§ Problem
Copy out the lines below word for word, keeping each one unchanged.

-*-*-

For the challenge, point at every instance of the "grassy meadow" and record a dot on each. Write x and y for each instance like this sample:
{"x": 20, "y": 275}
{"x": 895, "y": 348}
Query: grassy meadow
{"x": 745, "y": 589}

-*-*-

§ Finished exercise
For the challenge, point at every instance of the "grassy meadow" and record a dot on each. Write x and y for each instance like this sample:
{"x": 20, "y": 275}
{"x": 895, "y": 348}
Query: grassy meadow
{"x": 745, "y": 589}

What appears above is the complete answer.